[Opening Record excerpts section]

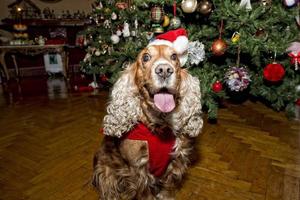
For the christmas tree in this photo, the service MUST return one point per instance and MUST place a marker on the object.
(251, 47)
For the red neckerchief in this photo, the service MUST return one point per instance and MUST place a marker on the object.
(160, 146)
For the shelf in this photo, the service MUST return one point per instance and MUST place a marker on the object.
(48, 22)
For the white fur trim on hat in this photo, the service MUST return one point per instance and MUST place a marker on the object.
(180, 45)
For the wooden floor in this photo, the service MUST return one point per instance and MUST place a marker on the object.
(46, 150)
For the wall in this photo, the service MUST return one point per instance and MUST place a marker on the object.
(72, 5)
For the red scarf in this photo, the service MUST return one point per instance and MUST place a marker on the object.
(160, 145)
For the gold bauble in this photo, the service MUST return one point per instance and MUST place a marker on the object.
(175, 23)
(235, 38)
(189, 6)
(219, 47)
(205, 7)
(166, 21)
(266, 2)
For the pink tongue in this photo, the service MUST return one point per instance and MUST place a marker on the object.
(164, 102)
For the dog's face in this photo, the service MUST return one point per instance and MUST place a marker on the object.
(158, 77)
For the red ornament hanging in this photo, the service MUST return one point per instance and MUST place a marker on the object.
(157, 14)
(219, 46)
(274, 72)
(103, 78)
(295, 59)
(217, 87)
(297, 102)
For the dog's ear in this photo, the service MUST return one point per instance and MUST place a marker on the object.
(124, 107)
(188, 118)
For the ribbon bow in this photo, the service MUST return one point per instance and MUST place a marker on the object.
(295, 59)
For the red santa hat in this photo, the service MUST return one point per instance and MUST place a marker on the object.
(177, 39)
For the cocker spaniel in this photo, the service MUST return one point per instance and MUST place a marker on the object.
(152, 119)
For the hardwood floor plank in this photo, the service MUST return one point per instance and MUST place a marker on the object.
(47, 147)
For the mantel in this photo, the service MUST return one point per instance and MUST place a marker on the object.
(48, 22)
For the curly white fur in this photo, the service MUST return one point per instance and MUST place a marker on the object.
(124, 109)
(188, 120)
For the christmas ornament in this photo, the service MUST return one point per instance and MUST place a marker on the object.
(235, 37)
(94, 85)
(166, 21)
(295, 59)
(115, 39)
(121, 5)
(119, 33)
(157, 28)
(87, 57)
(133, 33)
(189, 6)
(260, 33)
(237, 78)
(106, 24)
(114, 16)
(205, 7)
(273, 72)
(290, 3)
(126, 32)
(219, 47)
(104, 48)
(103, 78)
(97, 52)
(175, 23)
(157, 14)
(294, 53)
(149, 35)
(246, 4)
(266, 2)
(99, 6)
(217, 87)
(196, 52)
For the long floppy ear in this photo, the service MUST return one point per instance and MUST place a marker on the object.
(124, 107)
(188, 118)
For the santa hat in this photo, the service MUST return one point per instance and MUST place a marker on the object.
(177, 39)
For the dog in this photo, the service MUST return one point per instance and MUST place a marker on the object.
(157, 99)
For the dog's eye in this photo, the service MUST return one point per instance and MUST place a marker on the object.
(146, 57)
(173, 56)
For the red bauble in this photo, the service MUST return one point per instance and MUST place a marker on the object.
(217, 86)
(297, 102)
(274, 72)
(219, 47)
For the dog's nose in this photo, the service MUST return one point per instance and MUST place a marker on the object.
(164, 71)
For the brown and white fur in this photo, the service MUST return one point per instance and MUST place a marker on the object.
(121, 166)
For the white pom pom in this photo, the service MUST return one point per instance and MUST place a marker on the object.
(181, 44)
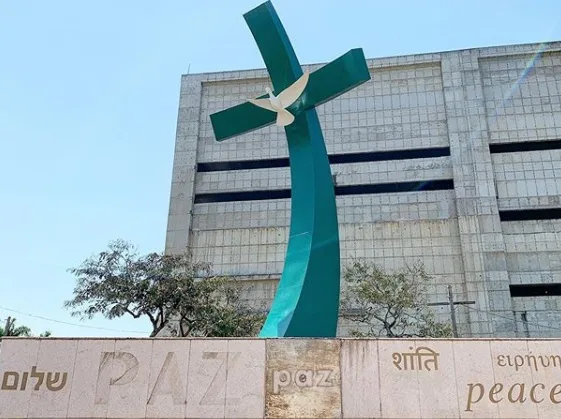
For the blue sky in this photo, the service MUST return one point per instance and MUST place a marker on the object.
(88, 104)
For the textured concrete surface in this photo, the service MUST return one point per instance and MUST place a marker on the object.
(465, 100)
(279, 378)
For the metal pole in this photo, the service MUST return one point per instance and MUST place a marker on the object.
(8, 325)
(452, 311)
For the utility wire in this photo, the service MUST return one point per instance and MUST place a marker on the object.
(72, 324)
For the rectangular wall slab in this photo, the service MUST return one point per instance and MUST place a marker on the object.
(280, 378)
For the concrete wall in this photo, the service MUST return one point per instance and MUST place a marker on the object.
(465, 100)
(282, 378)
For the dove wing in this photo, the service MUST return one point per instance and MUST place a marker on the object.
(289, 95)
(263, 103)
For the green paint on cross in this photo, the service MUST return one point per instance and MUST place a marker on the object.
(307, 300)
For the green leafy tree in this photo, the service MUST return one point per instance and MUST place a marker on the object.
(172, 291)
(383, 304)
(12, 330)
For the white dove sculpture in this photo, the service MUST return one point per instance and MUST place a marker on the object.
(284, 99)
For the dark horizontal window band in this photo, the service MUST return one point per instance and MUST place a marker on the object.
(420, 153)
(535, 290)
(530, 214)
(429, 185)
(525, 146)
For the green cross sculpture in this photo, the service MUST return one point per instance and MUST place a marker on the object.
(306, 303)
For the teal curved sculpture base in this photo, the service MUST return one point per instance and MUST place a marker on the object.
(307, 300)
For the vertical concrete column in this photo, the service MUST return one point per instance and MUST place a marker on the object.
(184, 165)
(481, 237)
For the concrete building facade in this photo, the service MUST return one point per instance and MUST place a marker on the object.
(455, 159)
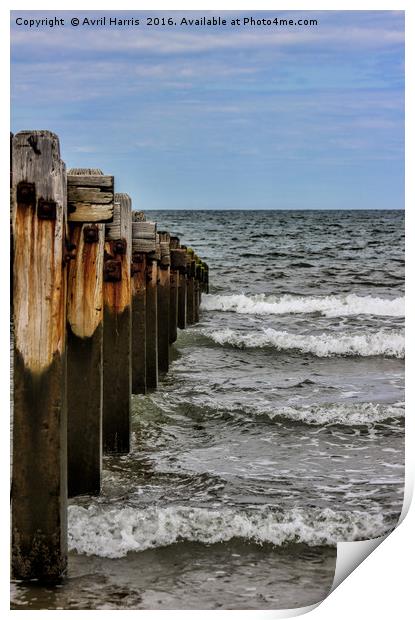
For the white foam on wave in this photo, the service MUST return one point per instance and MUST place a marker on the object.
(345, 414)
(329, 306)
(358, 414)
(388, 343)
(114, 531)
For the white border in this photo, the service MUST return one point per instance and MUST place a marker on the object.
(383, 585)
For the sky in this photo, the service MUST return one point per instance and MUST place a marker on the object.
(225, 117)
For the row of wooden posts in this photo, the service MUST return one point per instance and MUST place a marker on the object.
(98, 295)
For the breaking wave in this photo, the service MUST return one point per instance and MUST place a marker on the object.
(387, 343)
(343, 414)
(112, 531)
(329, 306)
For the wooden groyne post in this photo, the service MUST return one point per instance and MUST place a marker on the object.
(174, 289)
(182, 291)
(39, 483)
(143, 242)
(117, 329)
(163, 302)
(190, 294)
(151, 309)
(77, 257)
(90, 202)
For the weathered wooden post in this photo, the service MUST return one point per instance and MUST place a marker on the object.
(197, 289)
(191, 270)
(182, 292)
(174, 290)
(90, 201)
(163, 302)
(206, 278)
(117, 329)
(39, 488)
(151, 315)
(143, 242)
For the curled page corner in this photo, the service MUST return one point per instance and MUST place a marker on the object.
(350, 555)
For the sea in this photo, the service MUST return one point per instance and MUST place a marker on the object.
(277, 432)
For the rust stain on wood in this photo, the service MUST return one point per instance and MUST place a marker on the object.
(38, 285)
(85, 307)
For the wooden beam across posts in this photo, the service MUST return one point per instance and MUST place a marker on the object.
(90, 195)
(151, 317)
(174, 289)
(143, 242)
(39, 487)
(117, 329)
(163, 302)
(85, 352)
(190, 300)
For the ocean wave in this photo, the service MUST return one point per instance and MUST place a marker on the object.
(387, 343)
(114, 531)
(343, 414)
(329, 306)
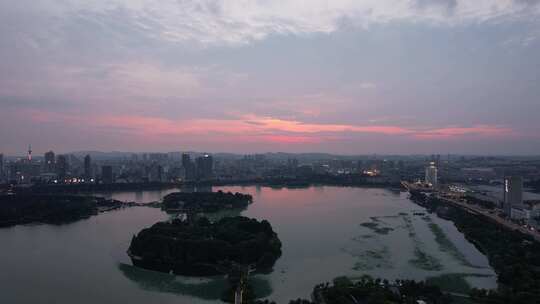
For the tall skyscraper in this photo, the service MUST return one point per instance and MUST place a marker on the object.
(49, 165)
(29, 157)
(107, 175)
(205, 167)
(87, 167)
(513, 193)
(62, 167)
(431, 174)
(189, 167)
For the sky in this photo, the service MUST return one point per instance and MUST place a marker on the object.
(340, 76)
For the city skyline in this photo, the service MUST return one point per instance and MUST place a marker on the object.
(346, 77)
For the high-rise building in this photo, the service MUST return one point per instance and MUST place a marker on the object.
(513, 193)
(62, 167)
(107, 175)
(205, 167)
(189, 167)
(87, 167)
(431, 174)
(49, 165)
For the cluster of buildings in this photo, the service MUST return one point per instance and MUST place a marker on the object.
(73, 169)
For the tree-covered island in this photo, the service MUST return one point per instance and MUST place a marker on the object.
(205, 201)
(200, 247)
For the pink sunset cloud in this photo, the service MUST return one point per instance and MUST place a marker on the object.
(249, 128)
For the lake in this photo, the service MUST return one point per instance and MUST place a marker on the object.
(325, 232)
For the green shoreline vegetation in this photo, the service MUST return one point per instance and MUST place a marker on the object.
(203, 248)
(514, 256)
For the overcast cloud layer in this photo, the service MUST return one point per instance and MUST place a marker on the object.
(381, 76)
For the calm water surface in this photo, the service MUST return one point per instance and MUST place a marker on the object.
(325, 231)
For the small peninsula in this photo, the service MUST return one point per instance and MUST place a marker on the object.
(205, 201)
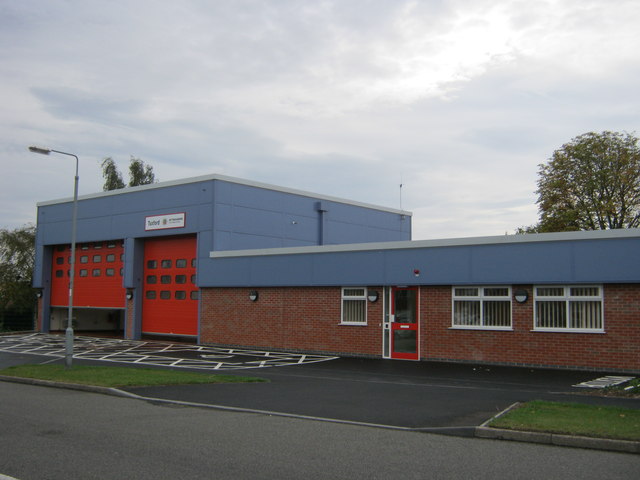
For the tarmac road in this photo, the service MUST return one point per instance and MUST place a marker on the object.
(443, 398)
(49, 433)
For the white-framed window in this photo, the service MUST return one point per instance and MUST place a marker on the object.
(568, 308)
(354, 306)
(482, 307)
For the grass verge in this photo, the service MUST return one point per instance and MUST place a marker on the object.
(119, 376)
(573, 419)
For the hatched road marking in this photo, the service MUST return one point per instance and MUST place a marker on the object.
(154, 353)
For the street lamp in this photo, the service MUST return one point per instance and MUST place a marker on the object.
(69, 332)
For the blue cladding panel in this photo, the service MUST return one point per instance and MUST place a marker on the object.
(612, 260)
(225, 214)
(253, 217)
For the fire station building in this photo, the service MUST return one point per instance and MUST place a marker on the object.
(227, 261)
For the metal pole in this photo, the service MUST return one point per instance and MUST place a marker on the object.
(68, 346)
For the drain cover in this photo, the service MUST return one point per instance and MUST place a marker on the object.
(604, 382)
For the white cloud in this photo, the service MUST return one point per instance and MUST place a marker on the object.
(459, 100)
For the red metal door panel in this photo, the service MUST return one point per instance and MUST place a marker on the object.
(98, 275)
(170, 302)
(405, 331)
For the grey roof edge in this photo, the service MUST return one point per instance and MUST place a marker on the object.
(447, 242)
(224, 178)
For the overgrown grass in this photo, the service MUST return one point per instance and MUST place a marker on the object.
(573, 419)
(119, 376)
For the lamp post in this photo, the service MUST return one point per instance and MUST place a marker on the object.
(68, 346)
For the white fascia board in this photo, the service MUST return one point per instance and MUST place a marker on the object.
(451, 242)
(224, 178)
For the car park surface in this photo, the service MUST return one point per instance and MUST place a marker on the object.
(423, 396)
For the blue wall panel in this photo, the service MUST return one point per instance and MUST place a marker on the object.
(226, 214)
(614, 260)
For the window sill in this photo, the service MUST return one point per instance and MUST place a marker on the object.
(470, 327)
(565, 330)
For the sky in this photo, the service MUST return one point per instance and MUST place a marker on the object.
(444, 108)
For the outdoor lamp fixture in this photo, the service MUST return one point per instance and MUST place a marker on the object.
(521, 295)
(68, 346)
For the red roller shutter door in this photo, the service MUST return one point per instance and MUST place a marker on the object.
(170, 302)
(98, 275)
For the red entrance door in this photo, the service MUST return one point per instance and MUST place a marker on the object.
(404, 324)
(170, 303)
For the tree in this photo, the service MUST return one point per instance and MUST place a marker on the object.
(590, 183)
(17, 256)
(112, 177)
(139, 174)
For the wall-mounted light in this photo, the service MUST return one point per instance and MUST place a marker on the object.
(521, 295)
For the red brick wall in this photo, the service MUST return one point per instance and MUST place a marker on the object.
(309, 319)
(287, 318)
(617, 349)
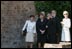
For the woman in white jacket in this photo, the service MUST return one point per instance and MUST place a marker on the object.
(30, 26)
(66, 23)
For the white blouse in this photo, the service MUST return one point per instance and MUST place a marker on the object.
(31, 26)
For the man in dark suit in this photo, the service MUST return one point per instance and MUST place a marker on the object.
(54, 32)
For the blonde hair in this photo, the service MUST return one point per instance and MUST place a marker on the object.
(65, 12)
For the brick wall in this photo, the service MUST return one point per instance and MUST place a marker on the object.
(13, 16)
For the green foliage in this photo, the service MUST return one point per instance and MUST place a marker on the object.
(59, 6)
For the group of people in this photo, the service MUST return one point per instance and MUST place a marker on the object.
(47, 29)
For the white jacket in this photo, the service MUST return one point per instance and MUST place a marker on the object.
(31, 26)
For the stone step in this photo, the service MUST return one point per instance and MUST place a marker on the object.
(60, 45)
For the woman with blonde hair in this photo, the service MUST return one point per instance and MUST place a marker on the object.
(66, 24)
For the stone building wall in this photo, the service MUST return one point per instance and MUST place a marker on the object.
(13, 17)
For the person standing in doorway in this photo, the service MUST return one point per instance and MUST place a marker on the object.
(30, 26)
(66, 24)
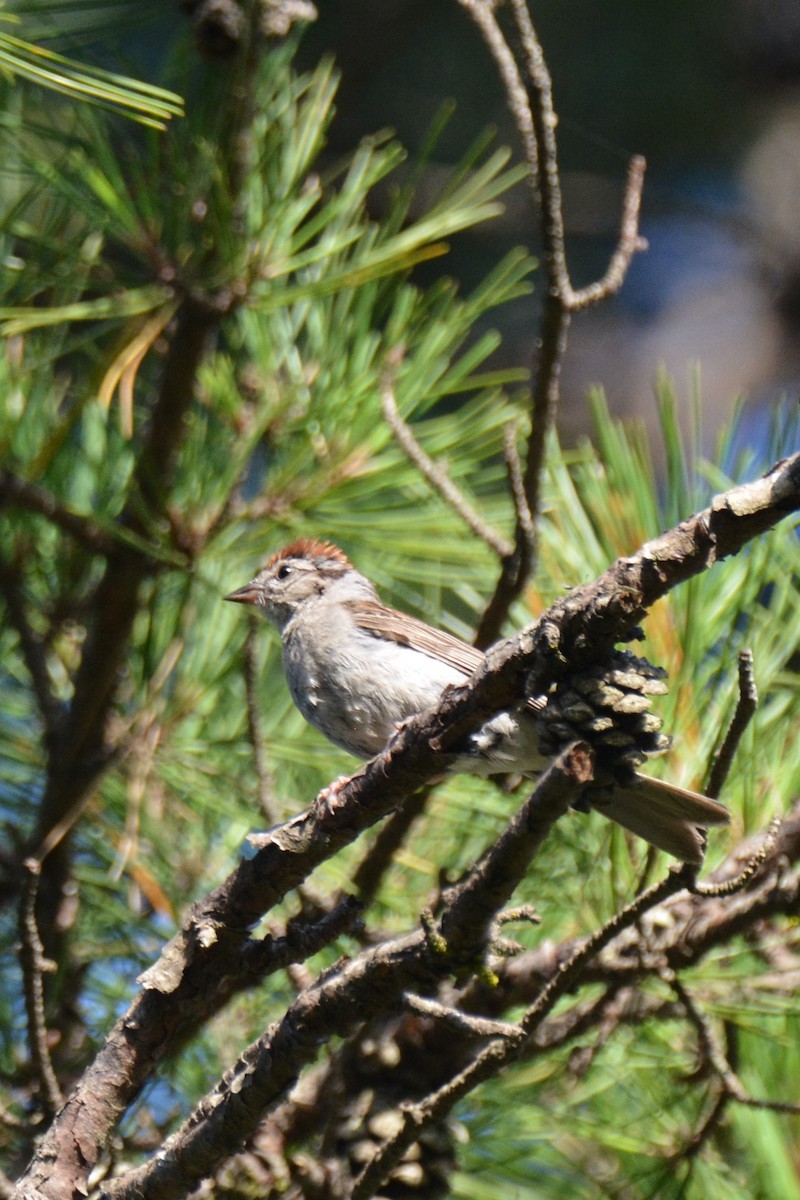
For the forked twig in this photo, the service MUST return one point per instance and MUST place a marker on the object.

[Closing Record excerpts section]

Activity: Once you find the line containing "For the stone step", retype it and every line after it through the last line of the records above, exactly. Add nothing else, and leave out the pictures.

Task response:
For the stone step in this photo, the service MUST return one point per instance and MUST place a marker on the object.
(60, 45)
For the woman with blonde hair in this photo, the service MUST return one point per instance and MUST place a marker on the object.
(66, 24)
For the stone building wall in this photo, the service MUST return one point per instance and MUST place a marker on the object.
(13, 17)
For the person standing in doorway in this photo, the service MUST return one point per instance and MUST place a marker on the object.
(30, 26)
(66, 24)
For the forked twig in this photo, the service MUST return one point per instance and MUST place a marker on the object.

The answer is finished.